_Instructions_
A) In the wargaming blog post, retype the passage starting at "Oh dear, the" and ending at "to divert me!".
B) According to the wargaming blog post, how much ground does one hexagon represent?
C) Carry on the wargaming blog post from where it stops.

_Text to read_
==============================

2021. Year of the Butterfly

Oh dear, the butterfly has taken wings again. While doing my ironing I watched “The Yangtse Incident”.

Now I want to play it out as a wargame. Should I play it as “hex and counter” or “hex cloth and models”? My inclination is to play it with models on a “rolling cloth” method, but it may be easier with counters.

Stand by for further information.

D-Day and beyond

INTRODUCTION

Yes, yet another new wargaming project to divert me!

The plan is that this will be a narrative campaign, reported from the point of view of a company commander of an indeterminate British infantry battalion.  The game itself is to be played using “Squad Leader” boards and 13mm square plastic counters, each representing a single rifle squad, MG, tank or gun crew, etc.

The campaign management rules are nicked from “Blitzkrieg Commander”.  The tactical rules are adapted from “Memoir 44”, with forces semi-randomised from “Flames of War” orders of battle, and the ground scale normally used for “Squad Leader” has been halved so that it fits better with both the unit size and the game board graphics, so that 1 hexagon represents 20 yards/metres (10% either way is immaterial). 

All in all, a total mish-mash plagiarised from other peoples’ bright ideas.

As for a time frame, I guess that each turn will represent about 10 minutes, but this is subject to verification as the game progresses.

3rd June 1944.

This morning the officers were briefed for the forthcoming operation, codenamed “Overlord”.  Captain Copley, my 2i/c, and I were shown the aerial photographs of our planned landing area with our objectives.

==============================

_Material supplied_
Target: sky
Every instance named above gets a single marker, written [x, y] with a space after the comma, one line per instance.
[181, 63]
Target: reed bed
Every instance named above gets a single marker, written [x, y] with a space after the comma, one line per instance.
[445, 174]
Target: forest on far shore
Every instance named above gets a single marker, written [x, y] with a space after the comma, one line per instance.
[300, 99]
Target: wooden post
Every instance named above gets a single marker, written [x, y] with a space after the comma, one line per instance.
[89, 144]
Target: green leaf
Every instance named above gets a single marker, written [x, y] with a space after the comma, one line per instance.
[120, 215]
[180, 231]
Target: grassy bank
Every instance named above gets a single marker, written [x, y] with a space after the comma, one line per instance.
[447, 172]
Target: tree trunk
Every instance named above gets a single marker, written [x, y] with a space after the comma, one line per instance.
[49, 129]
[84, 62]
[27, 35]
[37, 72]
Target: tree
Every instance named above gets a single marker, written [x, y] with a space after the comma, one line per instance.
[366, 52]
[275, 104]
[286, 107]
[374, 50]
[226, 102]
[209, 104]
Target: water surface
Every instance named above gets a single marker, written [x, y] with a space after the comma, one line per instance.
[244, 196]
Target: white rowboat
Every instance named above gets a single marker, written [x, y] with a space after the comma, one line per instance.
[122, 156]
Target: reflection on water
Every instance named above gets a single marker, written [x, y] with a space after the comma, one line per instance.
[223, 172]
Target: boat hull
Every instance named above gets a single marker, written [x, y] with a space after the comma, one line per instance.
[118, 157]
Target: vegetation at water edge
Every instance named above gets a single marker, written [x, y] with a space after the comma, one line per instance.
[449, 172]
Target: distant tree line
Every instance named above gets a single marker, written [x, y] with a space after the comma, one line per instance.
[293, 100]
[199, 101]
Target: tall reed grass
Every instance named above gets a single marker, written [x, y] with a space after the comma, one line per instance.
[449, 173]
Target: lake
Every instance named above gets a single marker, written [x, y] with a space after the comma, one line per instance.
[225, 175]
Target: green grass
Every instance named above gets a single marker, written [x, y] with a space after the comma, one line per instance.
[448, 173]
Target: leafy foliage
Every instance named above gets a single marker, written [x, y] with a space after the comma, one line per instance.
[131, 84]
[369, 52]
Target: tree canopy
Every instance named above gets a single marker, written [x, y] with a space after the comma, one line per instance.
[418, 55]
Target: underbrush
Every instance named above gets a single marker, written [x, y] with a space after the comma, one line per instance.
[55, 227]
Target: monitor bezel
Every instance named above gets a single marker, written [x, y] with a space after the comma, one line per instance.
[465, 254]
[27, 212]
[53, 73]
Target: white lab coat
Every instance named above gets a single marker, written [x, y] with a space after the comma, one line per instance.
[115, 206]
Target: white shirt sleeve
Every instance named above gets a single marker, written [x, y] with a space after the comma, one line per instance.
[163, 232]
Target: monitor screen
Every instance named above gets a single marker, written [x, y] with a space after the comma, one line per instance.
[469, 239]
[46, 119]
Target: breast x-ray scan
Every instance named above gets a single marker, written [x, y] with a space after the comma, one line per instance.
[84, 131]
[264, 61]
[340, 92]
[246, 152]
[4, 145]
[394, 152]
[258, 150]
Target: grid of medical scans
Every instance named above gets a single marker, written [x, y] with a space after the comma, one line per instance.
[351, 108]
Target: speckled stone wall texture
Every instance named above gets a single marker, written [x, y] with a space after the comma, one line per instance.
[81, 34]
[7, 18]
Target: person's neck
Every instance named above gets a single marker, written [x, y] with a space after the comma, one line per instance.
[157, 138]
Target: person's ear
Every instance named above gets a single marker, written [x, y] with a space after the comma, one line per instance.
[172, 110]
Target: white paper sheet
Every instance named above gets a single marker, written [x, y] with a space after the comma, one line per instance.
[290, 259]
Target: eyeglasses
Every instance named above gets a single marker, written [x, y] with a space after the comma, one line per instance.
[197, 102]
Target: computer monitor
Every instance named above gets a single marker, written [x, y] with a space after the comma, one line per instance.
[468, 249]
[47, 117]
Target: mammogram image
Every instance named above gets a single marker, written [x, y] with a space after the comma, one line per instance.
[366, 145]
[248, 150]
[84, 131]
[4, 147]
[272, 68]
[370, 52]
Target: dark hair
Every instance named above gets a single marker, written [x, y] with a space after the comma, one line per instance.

==============================

_Written responses_
A)
Oh dear, the butterfly has taken wings again. While doing my ironing I watched “The Yangtse Incident”.

Now I want to play it out as a wargame. Should I play it as “hex and counter” or “hex cloth and models”? My inclination is to play it with models on a “rolling cloth” method, but it may be easier with counters.

Stand by for further information.

D-Day and beyond

INTRODUCTION

Yes, yet another new wargaming project to divert me!

B) One hexagon represents 20 yards/metres.

C)
Our company assault area contains several large scattered sea-front houses, which we could assume were defended and possibly fortified.  The central sector is defended by a concrete sea wall.  A road runs east-west close to the beach, deviating inland at the centre-right to skirt an area of woodland.

Back from the beach are two ridges of steep hills. The only visible major enemy positions are two batteries of howitzers deployed behind the forward ridge.

From the centre of our landing area a road runs from the beach itself inland, winding through a gap in the ridge.  Seizing this road is our primary objective as it will allow reinforcements and supplies to be quickly moved up from the beach.  With the assistance of the tanks and the mortar platoon we have also been tasked with neutralising such of the enemy guns as have not been knocked out by air and naval attack prior to our landing.

In addition to my company, I have the support of one extra platoon from B Company, together with a vickers MG platoon, a 3” mortar platoon and two troops of Churchill tanks.  There are few good landing places for the tanks; a couple of 40 yard gaps on the far right flank, a single point where the road runs down to the beach in the centre and one single 60 yard gap on the left flank.

The MG and mortar platoons will not be able to support us until we have captured the initial beachhead.

The plan has been made.  One troop of tanks will be landed on the right flank where the road is close to the beach (at map 8 Y1-AA1) and make for the road junction (at map2 U7). The second troop will land at (map8 Q2) the point in the centre from which the road runs inland.

One infantry platoon will land either side of this central point, taking cover from the sea wall while attempting to neutralise enemy defences.  The third  platoon will land on the left flank (8E3-8K6)

The platoon from B Coy will land on the right of the tanks on the right flank (8CC2-8FF2).

As soon as the sea front beachhead has been captured the mortar platoon will land at the centre and attack the enemy guns.

The MG platoon will land later and set up in positions to defend the existing perimeter.

Transport will only be landed once the beachhead is secure.

Tomorrow we will embark and then brief the platoon commanders.

My biggest worry is that the RAF and the Navy will not suppress those enemy gun batteries before we land.

To be continued…

“Bathtubbing’ in reverse

Many wargamers are familiar with the term “bathtubbing”, which means taking a historical battle and reducing it to a scale compatible with their own gaming area.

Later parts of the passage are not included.